* Begin Task material *

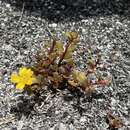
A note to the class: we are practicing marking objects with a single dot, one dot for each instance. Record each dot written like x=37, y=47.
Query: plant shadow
x=72, y=10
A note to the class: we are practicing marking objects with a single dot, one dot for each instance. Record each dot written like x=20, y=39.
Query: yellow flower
x=24, y=77
x=79, y=76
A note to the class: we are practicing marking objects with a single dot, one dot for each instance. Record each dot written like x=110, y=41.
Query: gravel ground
x=22, y=34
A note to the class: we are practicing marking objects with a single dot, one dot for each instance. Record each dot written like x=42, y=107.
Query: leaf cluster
x=56, y=67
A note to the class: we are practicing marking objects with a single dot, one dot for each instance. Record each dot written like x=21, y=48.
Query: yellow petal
x=22, y=71
x=14, y=78
x=29, y=72
x=20, y=86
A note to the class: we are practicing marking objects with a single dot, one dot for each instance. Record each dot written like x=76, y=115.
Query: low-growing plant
x=56, y=67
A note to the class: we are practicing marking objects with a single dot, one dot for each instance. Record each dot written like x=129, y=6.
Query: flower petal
x=20, y=86
x=22, y=71
x=29, y=73
x=15, y=78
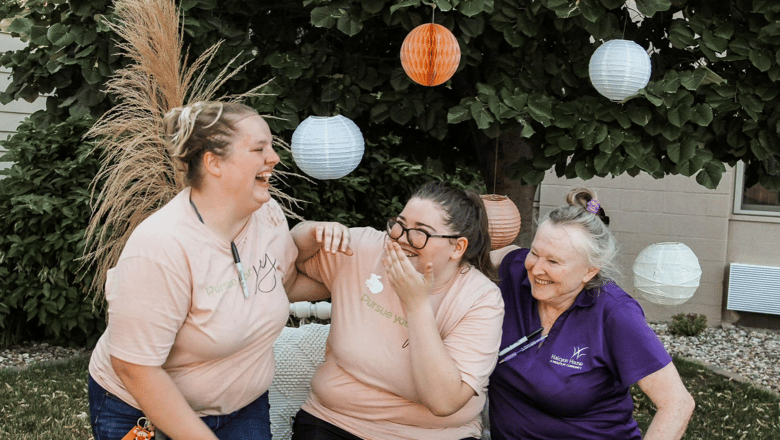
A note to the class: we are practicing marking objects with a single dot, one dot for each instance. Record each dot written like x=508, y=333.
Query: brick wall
x=14, y=112
x=644, y=211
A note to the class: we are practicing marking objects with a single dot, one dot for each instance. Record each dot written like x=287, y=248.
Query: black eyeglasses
x=417, y=237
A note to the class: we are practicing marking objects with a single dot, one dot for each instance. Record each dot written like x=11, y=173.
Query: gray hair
x=600, y=245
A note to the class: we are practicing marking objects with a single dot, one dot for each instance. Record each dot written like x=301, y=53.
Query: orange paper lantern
x=503, y=220
x=430, y=54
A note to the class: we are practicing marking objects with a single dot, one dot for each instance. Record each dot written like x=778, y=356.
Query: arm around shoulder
x=310, y=237
x=673, y=402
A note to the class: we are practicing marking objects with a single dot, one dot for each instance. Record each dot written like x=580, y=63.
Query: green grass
x=724, y=409
x=44, y=402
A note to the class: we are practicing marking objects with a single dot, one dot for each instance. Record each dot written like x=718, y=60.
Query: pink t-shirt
x=365, y=385
x=174, y=300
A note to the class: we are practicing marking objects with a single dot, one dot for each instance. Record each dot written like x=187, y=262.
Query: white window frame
x=739, y=189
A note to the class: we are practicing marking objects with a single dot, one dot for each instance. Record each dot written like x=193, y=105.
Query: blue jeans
x=112, y=418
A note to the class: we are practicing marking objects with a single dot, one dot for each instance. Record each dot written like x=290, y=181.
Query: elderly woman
x=416, y=322
x=574, y=342
x=198, y=295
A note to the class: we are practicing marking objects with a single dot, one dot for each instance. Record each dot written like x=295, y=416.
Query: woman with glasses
x=416, y=322
x=574, y=342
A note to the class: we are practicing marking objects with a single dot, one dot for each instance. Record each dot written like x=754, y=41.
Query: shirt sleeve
x=473, y=343
x=147, y=305
x=634, y=348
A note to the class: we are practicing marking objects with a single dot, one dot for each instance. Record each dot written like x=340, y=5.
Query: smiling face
x=250, y=161
x=428, y=216
x=557, y=267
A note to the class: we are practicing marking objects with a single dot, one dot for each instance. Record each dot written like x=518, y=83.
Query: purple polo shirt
x=575, y=385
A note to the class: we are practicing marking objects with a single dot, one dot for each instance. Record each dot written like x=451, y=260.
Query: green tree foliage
x=524, y=71
x=44, y=209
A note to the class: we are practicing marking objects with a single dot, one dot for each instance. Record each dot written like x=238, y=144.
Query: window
x=757, y=200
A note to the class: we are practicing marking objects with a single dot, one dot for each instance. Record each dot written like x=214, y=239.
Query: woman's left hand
x=411, y=286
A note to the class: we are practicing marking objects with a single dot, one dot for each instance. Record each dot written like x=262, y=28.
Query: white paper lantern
x=667, y=273
x=619, y=69
x=327, y=147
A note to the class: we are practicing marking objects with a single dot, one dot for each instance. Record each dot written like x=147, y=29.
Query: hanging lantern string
x=495, y=162
x=329, y=42
x=625, y=23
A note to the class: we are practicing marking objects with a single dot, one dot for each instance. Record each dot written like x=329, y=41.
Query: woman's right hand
x=332, y=237
x=310, y=237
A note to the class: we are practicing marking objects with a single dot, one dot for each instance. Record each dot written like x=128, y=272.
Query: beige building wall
x=644, y=211
x=14, y=112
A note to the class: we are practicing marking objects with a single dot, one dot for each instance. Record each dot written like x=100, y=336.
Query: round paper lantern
x=619, y=68
x=327, y=147
x=430, y=54
x=503, y=220
x=667, y=273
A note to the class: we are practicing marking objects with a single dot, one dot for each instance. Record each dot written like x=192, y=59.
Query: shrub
x=688, y=325
x=44, y=209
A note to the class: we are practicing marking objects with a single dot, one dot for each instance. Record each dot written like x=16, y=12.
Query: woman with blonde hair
x=574, y=342
x=198, y=294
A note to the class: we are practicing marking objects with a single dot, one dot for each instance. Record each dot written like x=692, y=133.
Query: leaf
x=702, y=115
x=481, y=115
x=648, y=8
x=349, y=25
x=458, y=114
x=639, y=115
x=90, y=73
x=404, y=4
x=540, y=108
x=528, y=131
x=83, y=36
x=186, y=5
x=472, y=27
x=470, y=8
x=762, y=59
x=38, y=36
x=486, y=89
x=714, y=43
x=583, y=171
x=59, y=36
x=373, y=6
x=444, y=5
x=590, y=10
x=321, y=17
x=681, y=35
x=20, y=25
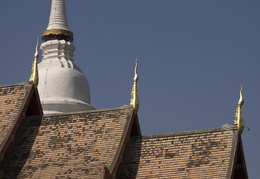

* End Task material *

Given task:
Can you write out all the entries above again, swapping "Query" for "Target" and changing nothing else? Leave the pictures out of your answer.

Task solution:
A note to the class: we are practicing marking objects with a single dot, one dot for each instance. Record each dot written like x=37, y=47.
Target: plant shadow
x=72, y=10
A note to the class: we are practicing marking objects with a single dot, one dot for each instance. Record each dot written like x=20, y=39.
Target: yellow flower
x=24, y=77
x=79, y=76
A note to the class: we are practicing marking objects with a single dot, one dot for each instance. Record each dot written like x=110, y=41.
Target: gravel ground
x=22, y=34
A note to the class: we are practicing marking objects with a single dot, one dot for each instance. Record each dot written like x=42, y=107.
Target: leaf cluster
x=56, y=67
A note to the class: we are practicing marking objects with a single dot, one dot for each instance. Record each dot written like x=21, y=48.
Target: yellow petal
x=22, y=71
x=14, y=78
x=29, y=72
x=20, y=86
A note to the class: we are practicing marking objects with a single dot, one dot for each instance. Record each dot written like x=76, y=115.
Target: low-growing plant
x=56, y=67
A note to the class: we are practicing marking objects with a single dot, one dot for each instance. Record each dot written like x=129, y=6.
Target: flower petal
x=20, y=86
x=22, y=71
x=29, y=73
x=15, y=78
A note to the class: we are practicing marking objects with a single dot, one dot for each instance. Record each dot written like x=508, y=333.
Target: brick wall
x=14, y=112
x=644, y=211
A note to the class: we are practicing marking objects with a single dot, one dot for each instance. Record each dot written like x=287, y=248.
Target: black eyeglasses
x=417, y=237
A note to the class: we are practicing marking objects with a single dot, one dot for each instance. Record each dot written like x=11, y=173.
Target: gray hair
x=600, y=245
A note to the class: we are practicing marking objects with a single dot, one dot for each instance. Record each dot written like x=301, y=53.
Target: orange paper lantern
x=503, y=220
x=430, y=54
A note to the class: we are practicing marking objects with a single dot, one dot for each instance. Record each dot written like x=778, y=356.
Target: arm around shoulder
x=310, y=237
x=673, y=402
A note to the class: we are practicing marking objects with a single dot, one dot for each instance. Record each dot written like x=580, y=63.
Target: green grass
x=724, y=409
x=44, y=402
A note to the class: we are practicing marking objects with a single dot, one dot for each instance. Record each dot written like x=718, y=60.
Target: pink t-shirt
x=365, y=385
x=174, y=300
A note to the class: we are practicing marking objects with a single dot, one dot for each instance. Record each dot written like x=187, y=262.
Target: white window frame
x=739, y=189
A note to the class: we are practicing marking objects with a single dot, one dot for each instance. Record each dot written like x=193, y=105.
Target: blue jeans
x=112, y=418
A note to the class: we are practicing marking objects with a single dot, one dot for each instance. Record each dot written like x=290, y=181.
Target: elderly woman
x=416, y=322
x=574, y=342
x=198, y=295
A note to the class: we are practicing marking objects with a single dot, one dot for each instance. Record each dot written like x=295, y=416.
Target: woman with glasses
x=416, y=322
x=574, y=342
A note to the class: we are practicing marking objects with a single dot, one dot for each instance. Record each dot written like x=754, y=41.
Target: shirt sleeve
x=473, y=343
x=147, y=305
x=634, y=348
A note to the class: we are practicing marking objects with a single dot, one dot for each instance. Record each dot written like x=340, y=5.
Target: smiling face
x=250, y=161
x=428, y=216
x=557, y=267
A note to the class: we are practicing marking objects with a single dot, one dot for each instance. Record each dot written like x=518, y=83.
Target: purple polo shirt
x=575, y=385
A note to the class: we are practicing marking objects with a single dot, one dot for each instance. Record each dot written like x=451, y=260.
Target: green tree foliage
x=524, y=71
x=44, y=209
A note to the class: we are practicing marking objects with a single dot, one dot for each instance. Record each dot written like x=238, y=144.
Target: window
x=757, y=200
A note to the class: we are practicing marking objects with a single dot, one dot for each instance. Record each dot written like x=214, y=239.
Target: woman's left hand
x=411, y=286
A note to the class: we are practicing marking objects with a single dot, one dot for each instance. Record each dot written like x=262, y=28.
Target: white paper lantern
x=667, y=273
x=619, y=69
x=327, y=147
A note to the class: we are practicing marking objects with a single dot, one dot for each instance. Record each dot written like x=147, y=29.
Target: hanging lantern string
x=495, y=162
x=329, y=42
x=625, y=23
A note to the class: we are practicing marking objects with a single dot, one dot for each instance. Record each dot written like x=329, y=41.
Target: woman's right hand
x=332, y=237
x=310, y=237
A note to the class: we are practicing marking objects with a single dot, one dot for each instance. Record each dot written like x=128, y=272.
Target: beige building wall
x=644, y=211
x=14, y=112
A note to the class: we are practicing marking objects with a single dot, one dot for each instance. Record each dot written like x=100, y=336.
Target: round paper lantern
x=619, y=68
x=327, y=147
x=430, y=54
x=503, y=220
x=667, y=273
A note to the class: we are practicing marking objects with a single dot, one dot for each instance. Record each dot written like x=192, y=59.
Target: shrub
x=688, y=325
x=44, y=209
A note to the class: we are practicing marking objects with a single dot, one dot for each instance. Record each dot written like x=16, y=12.
Target: woman with blonde hair
x=574, y=342
x=198, y=294
A note to the class: we are practicing marking objects with a single dot, one dot for each instance. Record each dot written like x=692, y=133.
Target: leaf
x=702, y=115
x=481, y=115
x=648, y=8
x=349, y=25
x=458, y=114
x=639, y=115
x=90, y=73
x=404, y=4
x=540, y=108
x=528, y=131
x=83, y=36
x=186, y=5
x=472, y=27
x=470, y=8
x=762, y=59
x=38, y=36
x=486, y=89
x=714, y=43
x=583, y=171
x=59, y=36
x=373, y=6
x=444, y=5
x=590, y=10
x=321, y=17
x=681, y=35
x=20, y=25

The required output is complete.